**Exercise**
Copy the items below exactly, from the line containing "Front: indicate one pin on every instance of the mountain" through the final line of the items, including both.

### Stored data

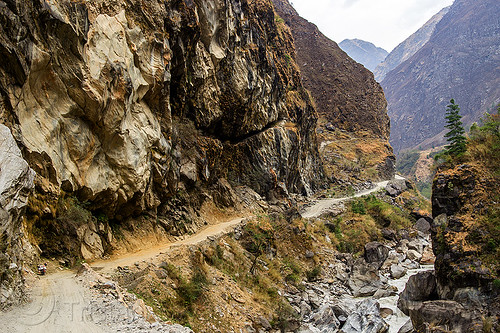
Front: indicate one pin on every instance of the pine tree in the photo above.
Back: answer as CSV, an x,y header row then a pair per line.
x,y
455,137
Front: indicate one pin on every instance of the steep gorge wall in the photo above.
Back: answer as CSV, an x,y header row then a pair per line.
x,y
118,102
133,110
348,99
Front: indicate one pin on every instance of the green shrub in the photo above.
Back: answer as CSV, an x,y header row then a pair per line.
x,y
313,274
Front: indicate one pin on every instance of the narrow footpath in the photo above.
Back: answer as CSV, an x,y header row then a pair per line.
x,y
60,304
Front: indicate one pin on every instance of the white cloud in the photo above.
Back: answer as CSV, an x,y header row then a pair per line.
x,y
386,23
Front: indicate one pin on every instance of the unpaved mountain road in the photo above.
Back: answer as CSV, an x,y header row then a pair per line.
x,y
59,304
322,205
109,265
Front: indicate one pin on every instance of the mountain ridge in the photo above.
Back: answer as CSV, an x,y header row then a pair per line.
x,y
463,52
364,52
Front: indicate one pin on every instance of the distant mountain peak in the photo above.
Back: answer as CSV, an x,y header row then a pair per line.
x,y
366,53
409,46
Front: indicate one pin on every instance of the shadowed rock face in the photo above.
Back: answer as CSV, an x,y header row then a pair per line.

######

**Output of the exercise**
Front: indicate one pin on every instance of the mountain ridge in the photo above.
Back: answer as CSV, an x,y header row then a pair per line.
x,y
463,52
364,52
Front: indicate one pin on every instance of the distant mountain peak in the photo above.
Back: answer as CSV, an x,y header row then a pair per line.
x,y
366,53
409,46
Front: indicate one pin on every instance of the shadowed rock face in the photo above.
Back: answer as CSV, an x,y header row then a pair per line.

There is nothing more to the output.